* Problems:
(1) According to the passage on SPiN table tennis clubs, in what city and year did the first SPiN franchise outside New York open?
(2) Carry on the passage about the SPiN table tennis chain, starting right after its last sentence.

* Page extract:
SPiN is an international chain of franchised table tennis clubs and bars. The company was founded in 2009 by actress Susan Sarandon, her then-boyfriend Jonathan Bricklin,  Andrew Gordon, Franck Raharinosy, and Wally Green.

History and locations

The first location of SPiN opened in New York City's Flatiron District on Park Avenue. Susan Sarandon got involved in the project after attending a table tennis party held by Franck Raharinosy.

The first SPiN franchise outside of New York opened in 2010 in Milwaukee (the table tennis bar at this location is now no longer affiliated with the SPiN brand). In 2011, a location opened in Toronto and in 2013 a location (containing a gold-plated ping pong table) opened in Dubai (it later closed due to Dubai's more conservative drinking norms). Further locations have opened (or are planned to open) in Austin, Chicago, Los Angeles, Philadelphia, and San Francisco. As of 2017, there are seven current or planned SPiN locations in the U.S. and Canada.

* Labeled object-pointing entries:
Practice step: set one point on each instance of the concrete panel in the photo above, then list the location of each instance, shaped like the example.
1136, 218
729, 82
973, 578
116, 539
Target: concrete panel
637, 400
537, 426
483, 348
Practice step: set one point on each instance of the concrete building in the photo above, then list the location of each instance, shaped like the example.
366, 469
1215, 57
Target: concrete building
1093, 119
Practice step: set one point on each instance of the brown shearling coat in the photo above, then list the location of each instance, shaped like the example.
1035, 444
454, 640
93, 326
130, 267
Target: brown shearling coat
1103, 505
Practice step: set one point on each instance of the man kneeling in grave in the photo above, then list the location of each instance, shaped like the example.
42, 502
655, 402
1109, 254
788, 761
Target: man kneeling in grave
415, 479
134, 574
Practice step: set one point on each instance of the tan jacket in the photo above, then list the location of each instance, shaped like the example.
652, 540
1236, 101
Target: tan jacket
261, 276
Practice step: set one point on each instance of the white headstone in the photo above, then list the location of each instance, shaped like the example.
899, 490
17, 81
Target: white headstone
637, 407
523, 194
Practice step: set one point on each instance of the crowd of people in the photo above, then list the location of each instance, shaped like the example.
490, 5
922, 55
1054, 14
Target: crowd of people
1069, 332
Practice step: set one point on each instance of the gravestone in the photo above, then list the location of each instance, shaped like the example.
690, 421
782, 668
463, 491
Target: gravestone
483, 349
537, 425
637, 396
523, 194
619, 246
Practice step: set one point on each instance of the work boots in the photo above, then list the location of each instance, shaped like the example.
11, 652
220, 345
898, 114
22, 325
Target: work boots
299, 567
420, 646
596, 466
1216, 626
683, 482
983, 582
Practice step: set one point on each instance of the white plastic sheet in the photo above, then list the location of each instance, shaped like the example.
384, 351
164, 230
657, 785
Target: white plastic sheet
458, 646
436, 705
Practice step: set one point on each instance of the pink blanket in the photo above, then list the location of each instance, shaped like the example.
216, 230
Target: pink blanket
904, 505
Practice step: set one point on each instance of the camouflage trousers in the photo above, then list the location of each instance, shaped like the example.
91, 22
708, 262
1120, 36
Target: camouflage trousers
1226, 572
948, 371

* Expected results:
(1) Milwaukee, in 2010.

(2)
Austin which is now closed made way for them to open a location in Boston's Seaport.

Concept and marketing
The concept of SPiN was inspired by popular table tennis parties (called "Naked Ping Pong") held regularly by SPiN co-founders Bricklin, Raharinosy, and Green along with Kazuyuki Yokoyama. SPiN franchises incorporate full-service bars and restaurants along with their ping pong tables. The ping pong tables can be reserved by customers (including a "center court" table at many locations) who then play for an hourly cost (or purchase a membership). Location openings have often included celebrity appearances and professional table tennis players. Sarandon and SPiN brand ambassador Soo Yeon Lee have also promoted the chain. The chain has partnered with organizations such as the Glide Foundation to help provide access to table tennis to youth who might be otherwise unable to play.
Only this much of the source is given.